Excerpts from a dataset
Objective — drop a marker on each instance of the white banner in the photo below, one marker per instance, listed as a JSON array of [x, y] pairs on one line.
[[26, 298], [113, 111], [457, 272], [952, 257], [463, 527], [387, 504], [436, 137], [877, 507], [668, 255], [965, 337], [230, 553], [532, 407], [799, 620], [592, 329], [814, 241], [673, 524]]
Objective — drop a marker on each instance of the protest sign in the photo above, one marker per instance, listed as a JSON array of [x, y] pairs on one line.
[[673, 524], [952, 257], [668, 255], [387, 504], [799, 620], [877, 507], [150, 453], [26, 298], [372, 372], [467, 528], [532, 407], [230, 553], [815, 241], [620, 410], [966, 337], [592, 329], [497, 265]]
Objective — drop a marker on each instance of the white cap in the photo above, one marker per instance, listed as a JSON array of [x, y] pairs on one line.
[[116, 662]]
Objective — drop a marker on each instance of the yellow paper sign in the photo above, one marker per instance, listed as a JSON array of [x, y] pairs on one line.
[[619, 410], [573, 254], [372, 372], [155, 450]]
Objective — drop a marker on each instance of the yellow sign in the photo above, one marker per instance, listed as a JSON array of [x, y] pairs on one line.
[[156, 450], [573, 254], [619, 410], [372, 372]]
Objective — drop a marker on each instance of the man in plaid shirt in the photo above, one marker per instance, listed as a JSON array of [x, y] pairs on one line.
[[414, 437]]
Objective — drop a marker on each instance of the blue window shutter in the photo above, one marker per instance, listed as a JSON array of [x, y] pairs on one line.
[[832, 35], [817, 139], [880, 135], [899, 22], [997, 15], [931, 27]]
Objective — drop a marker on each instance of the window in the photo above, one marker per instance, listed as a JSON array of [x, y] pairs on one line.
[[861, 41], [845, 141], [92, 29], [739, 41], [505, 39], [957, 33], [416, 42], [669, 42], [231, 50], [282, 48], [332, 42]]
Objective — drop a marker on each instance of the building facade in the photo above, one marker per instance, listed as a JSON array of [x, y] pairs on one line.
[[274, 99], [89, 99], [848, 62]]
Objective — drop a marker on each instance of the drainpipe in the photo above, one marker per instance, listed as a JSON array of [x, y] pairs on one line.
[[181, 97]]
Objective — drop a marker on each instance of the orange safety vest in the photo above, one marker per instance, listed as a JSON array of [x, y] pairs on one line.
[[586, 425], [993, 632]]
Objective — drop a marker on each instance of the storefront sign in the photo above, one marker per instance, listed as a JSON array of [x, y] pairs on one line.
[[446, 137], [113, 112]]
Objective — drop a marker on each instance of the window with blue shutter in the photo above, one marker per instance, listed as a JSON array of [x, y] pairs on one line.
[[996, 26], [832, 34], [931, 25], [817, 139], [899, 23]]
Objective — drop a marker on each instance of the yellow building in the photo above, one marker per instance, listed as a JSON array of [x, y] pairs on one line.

§ **Requirement**
Transcribe all of the data exactly, leaving no line out.

§ **Answer area**
Objective — drop a marker on each instance of the white banner in the photo below, one marker per instance, listed as a JSON array of [x, y] pairs on one line.
[[26, 298], [113, 111], [457, 272], [952, 257], [463, 527], [387, 504], [436, 137], [877, 507], [668, 255], [965, 337], [230, 553], [532, 407], [799, 620], [592, 329], [814, 241], [673, 524]]
Objective — drop a marker on each instance of the protest sign in the photo above, one marker per instance, listed as a JSON array of [x, y] pairs on one line.
[[673, 524], [952, 257], [668, 255], [387, 504], [799, 620], [877, 507], [150, 453], [26, 298], [372, 372], [467, 528], [532, 407], [230, 553], [815, 241], [620, 410], [966, 337], [592, 329], [497, 265]]
Objective — drop a marker on each instance of the white cap in the photo above, one marker per instance, listed as a JSON array of [x, y] pairs on one line.
[[116, 662]]
Objective — drop a marker on each instance of the yellow paper sign in the photo above, one marker per instance, listed as a JSON array of [x, y] pairs on one line.
[[619, 410], [573, 254], [372, 372], [155, 450]]
Objective — drop a marker on each instance of the yellow sign in the photo above, one marker per instance, listed as a JSON array of [x, y] pairs on one line.
[[156, 450], [573, 254], [619, 410], [372, 372]]
Objective — drop a marker on each instance of the man in plaid shirt in the photo above, one marker per instance, listed as a JSON array of [x, y] pairs on one line.
[[414, 437]]
Objective — drop a marker on each instance of the blue window shutter in the photo above, one marker per instance, listed as a JSON array of [x, y] pairs on one line.
[[832, 35], [817, 139], [880, 135], [899, 22], [997, 15], [931, 27]]
Objective — drop a marker on each instance of the window in the photo above, one marker per instance, listed as a JSON array of [x, y] pairs on one line.
[[861, 41], [845, 141], [92, 29], [739, 41], [505, 39], [957, 33], [416, 42], [669, 42], [231, 50], [282, 48], [332, 42]]
Objective — drop a marker on each instance of the building facade in the photo above, one marker per instance, listed as a JSON array of [x, y] pairs on one line.
[[274, 99], [89, 99], [848, 62]]
Objective — drop a marker on each instance of the drainpipe in the photo above, one marker per instance, listed as a JSON array of [x, y] pairs on one line.
[[181, 97]]
Objective — drop a marker on each instance of the orange safety vest in the photo above, one marker per instance, listed as a JSON array of [x, y] pairs on one line.
[[586, 425], [993, 632]]
Objective — drop a marker on each instance of the storefront sign in the photo above, one marker per instance, listed as a JSON array of [x, y] pairs on one line.
[[446, 137], [113, 112]]
Objective — drop a marker on each instance of the window with blue shutter in the photo above, one marker per instance, listed as a JSON array of [x, y] pairs on one line.
[[996, 26], [832, 34], [931, 25], [817, 139], [899, 23]]
Objective — drop a marker on each instance of the yellow building in the photo above, one marker per instance, listed as a JSON array of [x, y] pairs on one line.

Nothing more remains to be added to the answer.